**Problem description:**
Set down all of the records exactly, leaving none out.
── Dataset records
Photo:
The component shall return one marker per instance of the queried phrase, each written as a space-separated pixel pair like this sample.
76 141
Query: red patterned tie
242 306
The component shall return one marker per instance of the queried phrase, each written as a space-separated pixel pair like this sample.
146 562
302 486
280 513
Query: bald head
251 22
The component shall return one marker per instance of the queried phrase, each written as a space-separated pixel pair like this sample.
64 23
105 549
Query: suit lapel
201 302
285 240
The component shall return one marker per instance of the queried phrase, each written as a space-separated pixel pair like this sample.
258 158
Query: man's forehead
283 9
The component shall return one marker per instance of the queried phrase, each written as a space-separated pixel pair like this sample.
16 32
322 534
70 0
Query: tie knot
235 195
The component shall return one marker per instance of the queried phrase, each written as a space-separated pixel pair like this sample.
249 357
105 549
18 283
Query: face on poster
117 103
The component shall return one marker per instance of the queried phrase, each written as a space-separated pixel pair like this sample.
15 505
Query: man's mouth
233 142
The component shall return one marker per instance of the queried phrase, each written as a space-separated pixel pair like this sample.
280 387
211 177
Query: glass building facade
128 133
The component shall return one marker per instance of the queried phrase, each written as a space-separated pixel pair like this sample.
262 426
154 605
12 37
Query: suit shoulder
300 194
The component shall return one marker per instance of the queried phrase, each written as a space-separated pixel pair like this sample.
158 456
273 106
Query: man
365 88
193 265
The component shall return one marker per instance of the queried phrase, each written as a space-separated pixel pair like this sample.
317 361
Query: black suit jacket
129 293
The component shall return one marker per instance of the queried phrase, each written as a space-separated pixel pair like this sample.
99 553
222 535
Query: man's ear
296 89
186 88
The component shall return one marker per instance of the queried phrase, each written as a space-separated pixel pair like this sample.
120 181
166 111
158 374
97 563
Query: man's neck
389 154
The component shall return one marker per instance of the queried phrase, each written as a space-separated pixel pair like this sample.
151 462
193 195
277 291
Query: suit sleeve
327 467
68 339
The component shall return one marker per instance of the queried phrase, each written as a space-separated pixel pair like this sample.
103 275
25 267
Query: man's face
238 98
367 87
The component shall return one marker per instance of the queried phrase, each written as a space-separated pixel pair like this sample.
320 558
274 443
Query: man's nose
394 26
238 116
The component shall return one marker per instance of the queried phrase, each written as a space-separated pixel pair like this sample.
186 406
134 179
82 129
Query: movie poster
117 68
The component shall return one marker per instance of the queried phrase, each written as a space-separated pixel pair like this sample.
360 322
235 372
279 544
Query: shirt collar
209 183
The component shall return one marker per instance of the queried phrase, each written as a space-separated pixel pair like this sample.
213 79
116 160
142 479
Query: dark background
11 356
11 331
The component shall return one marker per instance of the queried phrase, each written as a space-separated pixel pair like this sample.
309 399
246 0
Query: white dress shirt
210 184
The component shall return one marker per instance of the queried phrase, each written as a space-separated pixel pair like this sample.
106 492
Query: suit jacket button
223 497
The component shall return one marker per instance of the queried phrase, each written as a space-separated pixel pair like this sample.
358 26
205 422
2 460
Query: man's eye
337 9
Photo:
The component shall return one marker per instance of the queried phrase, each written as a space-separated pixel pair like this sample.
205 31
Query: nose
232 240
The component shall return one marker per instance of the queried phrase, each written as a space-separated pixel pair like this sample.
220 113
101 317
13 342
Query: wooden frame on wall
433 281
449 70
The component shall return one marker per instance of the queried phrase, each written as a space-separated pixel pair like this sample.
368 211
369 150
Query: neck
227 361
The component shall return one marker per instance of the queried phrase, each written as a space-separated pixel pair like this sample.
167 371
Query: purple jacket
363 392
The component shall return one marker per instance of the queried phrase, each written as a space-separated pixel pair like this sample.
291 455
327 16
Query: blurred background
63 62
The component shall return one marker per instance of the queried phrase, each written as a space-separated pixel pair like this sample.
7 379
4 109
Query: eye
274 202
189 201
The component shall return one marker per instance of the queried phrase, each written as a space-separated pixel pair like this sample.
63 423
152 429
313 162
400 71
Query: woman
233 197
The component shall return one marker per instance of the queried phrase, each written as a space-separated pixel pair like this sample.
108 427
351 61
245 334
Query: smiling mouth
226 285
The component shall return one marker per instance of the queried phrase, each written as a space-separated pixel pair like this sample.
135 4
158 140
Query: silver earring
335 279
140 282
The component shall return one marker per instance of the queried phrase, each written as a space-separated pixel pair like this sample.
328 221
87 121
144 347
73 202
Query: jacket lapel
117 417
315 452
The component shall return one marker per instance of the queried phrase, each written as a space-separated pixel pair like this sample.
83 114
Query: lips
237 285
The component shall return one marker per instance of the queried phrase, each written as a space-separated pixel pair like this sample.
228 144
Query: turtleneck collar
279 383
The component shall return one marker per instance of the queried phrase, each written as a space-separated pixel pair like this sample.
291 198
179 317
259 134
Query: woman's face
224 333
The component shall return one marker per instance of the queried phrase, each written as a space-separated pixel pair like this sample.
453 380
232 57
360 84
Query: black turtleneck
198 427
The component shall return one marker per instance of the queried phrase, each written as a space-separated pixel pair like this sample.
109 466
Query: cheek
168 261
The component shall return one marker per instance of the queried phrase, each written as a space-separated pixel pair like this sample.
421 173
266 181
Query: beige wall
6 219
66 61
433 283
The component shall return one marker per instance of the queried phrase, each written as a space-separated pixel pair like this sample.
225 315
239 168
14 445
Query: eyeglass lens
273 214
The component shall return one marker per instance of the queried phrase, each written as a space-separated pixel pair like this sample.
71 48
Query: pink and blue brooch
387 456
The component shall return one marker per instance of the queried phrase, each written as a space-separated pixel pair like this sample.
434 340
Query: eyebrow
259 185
────
**Answer to this problem:**
Photo:
The component shall return one marker per instance of the queried phrase, each written as a space-separated pixel pair like this sample.
76 141
Query: red patterned tie
242 306
The component shall return one marker per instance of the queried phrase, each written as a space-separated pixel pair like this sample.
146 562
302 486
280 513
Query: bald head
251 22
The component shall return one marker per instance of the queried phrase, each written as a space-separated pixel pair like this sample.
64 23
105 549
Query: suit lapel
201 302
285 240
The component shall return one marker per instance of the queried phrase, each written as a space-separated pixel pair like this sample.
258 158
Query: man's forehead
283 9
The component shall return one marker per instance of the queried phrase, each written as a space-separated pixel pair like this sample.
16 32
322 534
70 0
Query: tie knot
235 195
The component shall return one marker per instance of the queried phrase, each written as a space-separated pixel pair like this sample.
249 357
105 549
18 283
Query: face on poster
117 103
The component shall return one marker per instance of the queried phrase, each written as a space-separated pixel pair like this sample.
15 505
Query: man's mouth
233 142
The component shall return one marker per instance of the queried phrase, each written as a space-separated pixel pair like this sample.
280 387
211 177
Query: glass building facade
128 133
The component shall return one marker per instance of the queried phrase, each written as a space-separated pixel pair like this sample.
262 426
154 605
12 37
Query: suit shoulder
300 194
The component shall return one marker per instance of the queried phrase, each written as a space-separated pixel pair like this sample.
158 456
273 106
Query: man
365 88
193 265
The component shall return one marker per instance of the queried phrase, each written as a space-separated pixel pair like this sample.
317 361
Query: black suit jacket
129 293
The component shall return one marker per instance of the queried phrase, each written as a space-separated pixel pair like this sample.
99 553
222 535
Query: man's ear
296 89
186 88
The component shall return one marker per instance of the queried phrase, each written as a space-separated pixel pair like this sample.
120 181
166 111
158 374
97 563
Query: man's neck
389 154
The component shall return one marker per instance of the queried phrase, each written as a space-separated pixel pair like this sample.
151 462
193 195
277 291
Query: suit sleeve
327 467
68 339
The component shall return one marker per instance of the queried phrase, each written as a space-separated pixel pair like this sample.
103 275
25 267
Query: man's face
238 98
367 87
The component shall return one marker per instance of the queried phrase, each written as a space-separated pixel pair like this sample.
320 558
274 443
Query: man's nose
394 26
238 116
The component shall return one marker per instance of the queried phrase, each written as a space-separated pixel pair like this sample.
186 406
134 179
82 129
Query: movie poster
117 68
The component shall return one marker per instance of the queried phrase, each written as a space-separated pixel pair like this sample.
360 322
235 372
279 544
Query: shirt collar
209 183
The component shall return one marker per instance of the queried phrase, each written as a space-separated pixel pair like this sample.
213 79
116 160
142 479
Query: dark background
11 356
11 331
The component shall return one marker per instance of the queried phrase, each written as a space-separated pixel pair like this sample.
309 399
246 0
Query: white dress shirt
210 184
The component shall return one marker per instance of the queried phrase, each written as a space-separated pixel pair like this sample.
106 492
Query: suit jacket button
223 497
The component shall return one marker per instance of the queried phrase, each written as a space-separated pixel pair like this sample.
358 26
205 422
2 460
Query: man's eye
337 9
Photo:
The component shall return one marker per instance of the queried phrase, each written as a space-separated pixel pair like this sample.
205 31
Query: nose
232 240
The component shall return one marker per instance of the queried phrase, each written as a space-separated pixel pair like this sample.
220 113
101 317
13 342
Query: wooden frame on wall
433 281
449 70
The component shall return one marker per instance of the queried phrase, each written as a space-separated pixel pair like this sample.
368 211
369 150
Query: neck
227 361
The component shall return one marker per instance of the queried phrase, each written as a space-separated pixel pair like this sample.
167 371
Query: purple jacket
363 392
The component shall return one marker per instance of the queried phrase, each written as a space-separated pixel pair like this sample.
291 455
327 16
Query: blurred background
63 62
The component shall return one marker per instance of the queried phrase, each written as a space-separated pixel pair like this sample.
7 379
4 109
Query: eye
274 202
189 201
The component shall return one marker per instance of the queried phrase, each written as a space-separated pixel pair like this sample.
63 423
152 429
313 162
400 71
Query: woman
233 197
The component shall return one marker per instance of the queried phrase, each written as a space-separated pixel pair like this sample.
108 427
351 61
245 334
Query: smiling mouth
226 285
The component shall return one marker per instance of the queried phrase, each written as a space-separated pixel pair like this sample.
135 4
158 140
Query: silver earring
335 279
140 282
The component shall return one marker per instance of the queried phrase, each written as a space-separated pixel pair like this sample.
328 221
87 121
144 347
73 202
Query: jacket lapel
117 417
315 452
The component shall return one marker per instance of the queried phrase, each written as a space-separated pixel pair like this sample.
83 114
Query: lips
237 285
The component shall return one marker per instance of the queried phrase, each written as a space-separated pixel pair like this sample.
228 144
Query: turtleneck collar
279 383
The component shall return one marker per instance of the queried phrase, each written as a space-separated pixel pair like this sample.
291 198
179 317
259 134
Query: woman's face
224 333
The component shall return one marker per instance of the queried phrase, each written as a space-separated pixel pair like this sample.
453 380
232 57
360 84
Query: black turtleneck
198 427
The component shall return one marker per instance of the queried phrase, each written as a space-separated pixel pair like this sample.
109 466
Query: cheek
168 261
The component shall return one marker per instance of the queried phrase, each written as a space-separated pixel pair like this sample.
421 173
266 181
Query: beige wall
6 219
66 61
433 283
The component shall return one marker per instance of the queried phrase, each written as a space-separated pixel pair like this sample.
225 315
239 168
14 445
Query: eyeglass lens
273 214
The component shall return one marker per instance of the queried phrase, each written as a space-separated pixel pair like this sample.
71 48
Query: pink and blue brooch
387 456
The component shall return one marker per instance of the queried phrase, each written as a space-separated pixel pair like this sample.
434 340
Query: eyebrow
259 185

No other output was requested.